Extrait fourni:
"""

Des nuages de fumée noire s’élevaient de la ville de Souran, à une vingtaine de kilomètres au nord de Hama, où des images de l’AFP ont montré des civils fuyant, entassés dans des camions et des remorques, pendant que des combattants rebelles, brandissant leurs armes, patrouillaient à bord de pick-up.
A Halfaya, une localité voisine, des rebelles tiraient au lance-roquettes. D’autres, à mobylette, faisaient le V de la victoire en passant près des chars abandonnés par l’armée syrienne.
– « Importante vague de déplacements » –
L’Observatoire syrien des droits de l’homme (OSDH) a déclaré mardi soir que les rebelles étaient arrivés « aux portes » de Hama, une ville stratégique du centre du pays située entre Alep et la capitale Damas, et avaient bombardé certains quartiers.
Selon l’OSDH, une ONG basée au Royaume-Uni qui dispose d’un vaste réseau de sources en Syrie, les combats aux abords de Hama ont provoqué « une importante vague de déplacements ».

"""

Matériel:
"""

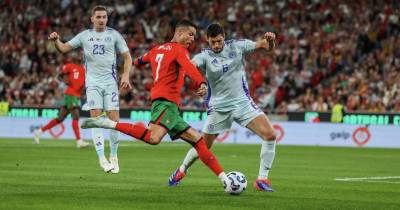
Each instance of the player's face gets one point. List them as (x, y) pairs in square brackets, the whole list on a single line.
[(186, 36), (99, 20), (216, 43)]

"""

Consigne: Peux-tu reproduire à l'identique le passage de l'extrait sur les combats autour de Hama qui s'ouvre sur les mots « Des nuages de » et se clôt sur « par l’armée syrienne. » ? Les lignes ci-dessus ne jouent aucun rôle ici.

Réponse:
Des nuages de fumée noire s’élevaient de la ville de Souran, à une vingtaine de kilomètres au nord de Hama, où des images de l’AFP ont montré des civils fuyant, entassés dans des camions et des remorques, pendant que des combattants rebelles, brandissant leurs armes, patrouillaient à bord de pick-up.
A Halfaya, une localité voisine, des rebelles tiraient au lance-roquettes. D’autres, à mobylette, faisaient le V de la victoire en passant près des chars abandonnés par l’armée syrienne.